▶ _TASK REQUIREMENTS_: Rewrite every item below with "concrete curb" swapped for "stone curb" wherever it occurs, keeping all other text unchanged.

▶ _DATA EXTRACT_:
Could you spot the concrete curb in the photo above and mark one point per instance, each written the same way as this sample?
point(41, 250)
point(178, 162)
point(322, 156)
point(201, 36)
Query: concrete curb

▶ _ANSWER TO THIS EXERCISE_:
Could you spot the stone curb in the photo above and mark one point per instance, each written the same way as this sample?
point(41, 250)
point(178, 162)
point(322, 156)
point(201, 36)
Query: stone curb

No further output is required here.